AIM OF THE TASK
Exactly as written, print each record in the listing.

[Raw records]
++++++++

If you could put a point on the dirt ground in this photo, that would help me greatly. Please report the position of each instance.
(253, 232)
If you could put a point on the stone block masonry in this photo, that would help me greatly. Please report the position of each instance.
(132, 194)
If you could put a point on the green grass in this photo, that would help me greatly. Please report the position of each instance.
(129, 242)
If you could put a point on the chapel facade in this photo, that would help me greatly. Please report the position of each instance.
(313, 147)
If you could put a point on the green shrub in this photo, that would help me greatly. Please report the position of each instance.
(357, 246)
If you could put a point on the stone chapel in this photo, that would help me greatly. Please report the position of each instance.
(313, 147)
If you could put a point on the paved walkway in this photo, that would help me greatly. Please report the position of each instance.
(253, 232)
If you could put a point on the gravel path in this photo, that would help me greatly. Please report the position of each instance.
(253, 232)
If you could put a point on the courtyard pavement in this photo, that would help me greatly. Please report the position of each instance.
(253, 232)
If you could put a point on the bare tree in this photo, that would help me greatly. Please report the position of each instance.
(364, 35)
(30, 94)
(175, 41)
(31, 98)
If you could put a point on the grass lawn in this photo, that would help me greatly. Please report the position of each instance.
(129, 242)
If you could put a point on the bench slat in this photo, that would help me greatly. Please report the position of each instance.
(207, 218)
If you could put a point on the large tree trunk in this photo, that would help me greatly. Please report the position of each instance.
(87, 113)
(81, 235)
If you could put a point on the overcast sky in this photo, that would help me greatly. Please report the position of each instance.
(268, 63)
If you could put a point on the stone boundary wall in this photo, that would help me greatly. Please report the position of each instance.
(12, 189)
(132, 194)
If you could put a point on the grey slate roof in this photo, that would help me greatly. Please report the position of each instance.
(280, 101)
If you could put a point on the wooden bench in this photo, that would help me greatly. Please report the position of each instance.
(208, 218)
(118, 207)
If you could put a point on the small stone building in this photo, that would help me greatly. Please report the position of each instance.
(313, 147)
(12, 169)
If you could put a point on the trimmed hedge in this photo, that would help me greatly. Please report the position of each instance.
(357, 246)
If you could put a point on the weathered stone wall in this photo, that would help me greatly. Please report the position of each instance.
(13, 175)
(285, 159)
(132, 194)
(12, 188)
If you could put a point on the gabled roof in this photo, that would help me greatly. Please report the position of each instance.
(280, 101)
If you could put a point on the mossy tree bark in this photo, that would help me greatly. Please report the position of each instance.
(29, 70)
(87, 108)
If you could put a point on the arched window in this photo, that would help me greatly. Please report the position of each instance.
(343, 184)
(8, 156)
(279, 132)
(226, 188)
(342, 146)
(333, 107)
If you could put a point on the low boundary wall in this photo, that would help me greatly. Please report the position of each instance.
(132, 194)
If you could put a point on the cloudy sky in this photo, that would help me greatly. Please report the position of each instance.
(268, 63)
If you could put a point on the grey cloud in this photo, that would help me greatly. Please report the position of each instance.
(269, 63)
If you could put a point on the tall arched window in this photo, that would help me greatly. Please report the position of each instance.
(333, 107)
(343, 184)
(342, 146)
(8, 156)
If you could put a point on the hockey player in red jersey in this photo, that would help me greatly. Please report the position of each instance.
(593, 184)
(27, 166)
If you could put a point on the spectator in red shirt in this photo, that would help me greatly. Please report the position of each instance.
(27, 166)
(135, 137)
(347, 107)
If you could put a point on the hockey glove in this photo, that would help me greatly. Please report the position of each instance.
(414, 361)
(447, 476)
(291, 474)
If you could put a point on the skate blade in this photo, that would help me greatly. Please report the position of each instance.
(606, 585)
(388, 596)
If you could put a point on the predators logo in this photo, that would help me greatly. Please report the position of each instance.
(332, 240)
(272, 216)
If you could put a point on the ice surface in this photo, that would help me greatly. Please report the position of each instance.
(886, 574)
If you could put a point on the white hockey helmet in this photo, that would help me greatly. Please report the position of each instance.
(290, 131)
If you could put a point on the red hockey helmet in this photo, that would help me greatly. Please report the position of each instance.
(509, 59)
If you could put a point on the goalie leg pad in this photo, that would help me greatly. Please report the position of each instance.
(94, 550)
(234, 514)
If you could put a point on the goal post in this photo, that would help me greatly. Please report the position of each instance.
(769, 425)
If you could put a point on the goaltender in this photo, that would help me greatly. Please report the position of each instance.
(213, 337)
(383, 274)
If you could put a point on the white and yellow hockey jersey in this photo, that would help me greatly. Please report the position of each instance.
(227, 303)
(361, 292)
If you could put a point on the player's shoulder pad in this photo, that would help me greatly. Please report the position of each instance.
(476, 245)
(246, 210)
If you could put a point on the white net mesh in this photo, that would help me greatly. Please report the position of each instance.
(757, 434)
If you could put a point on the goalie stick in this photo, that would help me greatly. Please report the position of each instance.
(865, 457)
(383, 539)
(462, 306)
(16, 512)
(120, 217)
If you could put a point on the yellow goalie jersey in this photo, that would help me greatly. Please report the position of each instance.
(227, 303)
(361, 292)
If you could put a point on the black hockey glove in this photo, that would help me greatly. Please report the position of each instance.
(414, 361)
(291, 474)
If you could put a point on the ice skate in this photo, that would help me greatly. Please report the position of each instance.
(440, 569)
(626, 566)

++++++++

ANSWER TO THE EXERCISE
If you could put a point on the dirt ground in this photo, that would help me greatly. Please report the position of each instance.
(253, 232)
If you could put a point on the stone block masonry in this photo, that would help me greatly. Please report the position of each instance.
(132, 194)
If you could put a point on the green grass in this photo, that would help me greatly. Please report the position of each instance.
(129, 242)
If you could put a point on the chapel facade in this photo, that would help me greatly. Please report the position of each instance.
(313, 147)
If you could put a point on the green shrub in this photo, that would help me greatly. Please report the position of each instance.
(357, 246)
If you could put a point on the stone chapel in this photo, that would help me greatly. Please report the position of each instance.
(313, 147)
If you could put a point on the paved walkway in this photo, that would help me greatly. Please report the position of each instance.
(253, 232)
If you could put a point on the gravel path in this photo, that would help me greatly. Please report the position of each instance.
(253, 232)
If you could put a point on the courtyard pavement in this photo, that would help me greatly. Please report the position of each instance.
(253, 232)
If you could put a point on the bare tree in this photo, that would help me greatly. Please report the position of each instance.
(364, 35)
(30, 94)
(175, 41)
(31, 98)
If you could put a point on the grass lawn in this photo, that would help me greatly. Please report the position of each instance.
(129, 242)
If you could put a point on the bench slat in this photo, that would help me greatly. Please report the position of each instance.
(207, 218)
If you could put a point on the large tree trunk in this photo, that would help me greatly. Please report the position of each instance.
(87, 113)
(81, 235)
If you could put a point on the overcast sky in this photo, that would help me greatly. Please report the position of each instance.
(268, 63)
If you could put a point on the stone boundary wall in this photo, that would help me greatly. Please report the position of each instance.
(12, 189)
(132, 194)
If you could put a point on the grey slate roof in this photo, that would help me greatly. Please report the position of each instance.
(280, 101)
If you could put a point on the wooden bench in this photo, that would help me greatly. Please report the position of each instance.
(208, 218)
(118, 207)
If you could put a point on the small stone building in this photo, that would help me greatly. Please report the position of each instance.
(313, 147)
(12, 169)
If you could put a point on the trimmed hedge in this photo, that would help me greatly. Please report the position of each instance.
(357, 246)
If you could put a point on the weathered stone wall in this photo, that would help me greatly. Please report the position of each instance.
(13, 175)
(285, 159)
(132, 194)
(12, 188)
If you could put a point on the gabled roof in this photo, that would help me greatly. Please report the position of each instance.
(280, 101)
If you could put a point on the mossy tree bark in this photo, that would help me greatly. Please report the position of each instance.
(29, 70)
(87, 108)
If you could put a point on the arched window in this photo, that would help me greatly. Please report the position of each instance.
(343, 184)
(8, 156)
(279, 132)
(226, 188)
(342, 146)
(333, 107)
If you could put a point on the low boundary wall in this photo, that would help me greatly. Please report the position of each instance.
(132, 194)
If you could put a point on the cloudy sky in this photo, that would help me greatly. Please report the position of each instance.
(268, 63)
If you could put a point on the grey cloud in this photo, that would help me greatly. Please report the position of each instance.
(269, 63)
If you could put a point on the tall arched window in this photo, that would help me greatly. Please report the position of each instance.
(333, 107)
(343, 184)
(342, 146)
(8, 156)
If you could put a point on the hockey player in red jersey in this photo, that would help me greatly. Please report the position of each instance.
(593, 184)
(27, 166)
If you could put a point on the spectator in red shirt in this photo, that would help me greatly. Please report the position of each instance.
(27, 166)
(135, 137)
(347, 107)
If you could put a point on the hockey glove in this photo, that would help me greatly. Please report the position of each instance.
(414, 361)
(447, 476)
(291, 474)
If you could put a point on the skate blade in this photo, that would help me greatly. Please report the position of each instance.
(606, 585)
(388, 596)
If you could put a point on the predators logo in this photo, that would help me greatly. Please report the position of each instance.
(332, 240)
(272, 216)
If you could put a point on the ice surface in this photo, that would help me greatly. Please report the position of each instance.
(886, 574)
If you could put a point on the white hockey helmet in this photo, that would help me greatly. Please report the position of each instance.
(290, 131)
If you could put a point on the red hockey helmet in this photo, that would help me greatly. Please report the position of each instance.
(509, 59)
If you could put a point on the goalie leg pad in this photo, that would help me greatly. Please report the position of each instance.
(94, 550)
(234, 514)
If you could put a point on the goal post in this photo, that would help me greatly. Please report the position of each instance.
(769, 425)
If you could put a point on the goaltender in this photo, that would help me greatly. Please report the position of each instance.
(213, 337)
(383, 274)
If you could put a point on the white and yellow hockey jersey in this photo, that would help me greatly. Please report the position of each instance.
(227, 303)
(361, 292)
If you could put a point on the player's shoulder pad in this photo, that would help me greatly. Please report the position of each instance.
(476, 245)
(246, 210)
If you could put a point on the white net mesh in this photo, that would help me greatly. Please report the position of each instance.
(757, 434)
If you could put a point on the goalie stick in this photo, that would help me greatly. Please report the position of each instance.
(865, 457)
(383, 539)
(462, 306)
(16, 512)
(120, 217)
If you could put a point on the yellow goalie jersey in this photo, that would help me greatly. Please report the position of each instance.
(227, 303)
(361, 292)
If you could put a point on the black hockey glove in this photo, that would help me greatly. Please report the position of each instance.
(414, 361)
(291, 474)
If you could put a point on the ice skate in this photo, that would help me greatly. Please report the position of each instance.
(440, 569)
(626, 566)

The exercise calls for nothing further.